┌──

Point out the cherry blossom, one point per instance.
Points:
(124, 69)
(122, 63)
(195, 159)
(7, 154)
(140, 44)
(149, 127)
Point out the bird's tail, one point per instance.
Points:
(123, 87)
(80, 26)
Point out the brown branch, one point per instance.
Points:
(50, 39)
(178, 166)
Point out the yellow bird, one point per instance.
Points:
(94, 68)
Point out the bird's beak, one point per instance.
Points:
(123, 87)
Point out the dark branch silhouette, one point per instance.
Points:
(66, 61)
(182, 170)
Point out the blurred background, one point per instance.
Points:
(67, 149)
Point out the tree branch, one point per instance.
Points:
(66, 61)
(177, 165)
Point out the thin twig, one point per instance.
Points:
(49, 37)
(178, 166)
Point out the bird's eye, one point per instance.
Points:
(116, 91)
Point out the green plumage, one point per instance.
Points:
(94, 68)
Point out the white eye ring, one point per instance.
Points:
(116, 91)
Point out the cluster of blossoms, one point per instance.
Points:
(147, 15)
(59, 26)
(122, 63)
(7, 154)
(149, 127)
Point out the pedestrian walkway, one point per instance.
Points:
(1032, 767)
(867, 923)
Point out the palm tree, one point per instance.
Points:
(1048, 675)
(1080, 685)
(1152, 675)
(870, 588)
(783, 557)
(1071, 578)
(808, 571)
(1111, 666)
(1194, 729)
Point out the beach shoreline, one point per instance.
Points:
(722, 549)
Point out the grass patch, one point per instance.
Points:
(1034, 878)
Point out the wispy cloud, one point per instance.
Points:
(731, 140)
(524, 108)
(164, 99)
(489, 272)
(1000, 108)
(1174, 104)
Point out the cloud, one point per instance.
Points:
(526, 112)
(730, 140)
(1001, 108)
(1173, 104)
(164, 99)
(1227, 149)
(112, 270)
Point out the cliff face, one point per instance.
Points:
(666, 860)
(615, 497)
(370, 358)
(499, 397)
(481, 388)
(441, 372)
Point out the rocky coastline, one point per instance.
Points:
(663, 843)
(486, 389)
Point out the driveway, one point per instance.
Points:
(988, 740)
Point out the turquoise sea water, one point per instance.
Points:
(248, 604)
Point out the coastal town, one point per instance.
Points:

└──

Write out all the records again, replacing "one point per instance" with "one point for each instance" and leaving everything else unchanged.

WRITTEN ANSWER |
Point out the cherry blossom, one point for each instance.
Points:
(124, 69)
(122, 63)
(195, 159)
(7, 154)
(140, 44)
(149, 127)
Point out the bird's tail, one point for each instance.
Points:
(123, 87)
(80, 26)
Point out the brown branch, one point for each instance.
Points:
(50, 39)
(178, 166)
Point out the yellow bird, one point for each instance.
Points:
(94, 68)
Point out the bird's beak, one point for each instance.
Points:
(123, 87)
Point out the dark branch silhouette, one point for each instance.
Points:
(66, 61)
(182, 170)
Point out the blurred background, one point for each instance.
Points:
(67, 149)
Point out the tree branch, one point for each instance.
Points:
(66, 61)
(177, 165)
Point out the thin twig, one point for each instance.
Points:
(49, 37)
(178, 166)
Point out the bird's eye, one point for each instance.
Points:
(116, 91)
Point out the green plumage, one point for each instance.
Points:
(94, 68)
Point out the white eye ring, one point for each instance.
Points:
(116, 91)
Point out the cluster of blossoms, one point for each instance.
Points:
(147, 15)
(59, 26)
(122, 63)
(7, 154)
(149, 127)
Point out the pedestrian walkway, one point for each instance.
Points:
(1032, 767)
(867, 923)
Point out the palm tree, one point for each instance.
Points:
(1048, 675)
(1080, 685)
(1152, 675)
(870, 588)
(783, 557)
(1071, 578)
(808, 571)
(1111, 666)
(1194, 729)
Point out the beach shoreline, one point for each instance.
Points:
(722, 549)
Point out the grass patch, one point for each instance.
Points:
(1034, 878)
Point out the wispy cloud, one point for each instance.
Points:
(731, 140)
(524, 108)
(164, 99)
(489, 272)
(1000, 108)
(1174, 104)
Point out the cloud, one point for each instance.
Points:
(526, 112)
(730, 140)
(1001, 108)
(1173, 104)
(164, 99)
(1227, 149)
(112, 270)
Point out the cliff face, one point for each instance.
Points:
(666, 860)
(615, 497)
(370, 358)
(499, 397)
(481, 388)
(441, 372)
Point out the rocky coastline, one point for each instance.
Points:
(663, 843)
(486, 389)
Point out the driveway, one point for each instance.
Points:
(988, 740)
Point out the turquoise sea water, one point for each instance.
Points:
(248, 604)
Point out the coastal town, one point for each instance.
Points:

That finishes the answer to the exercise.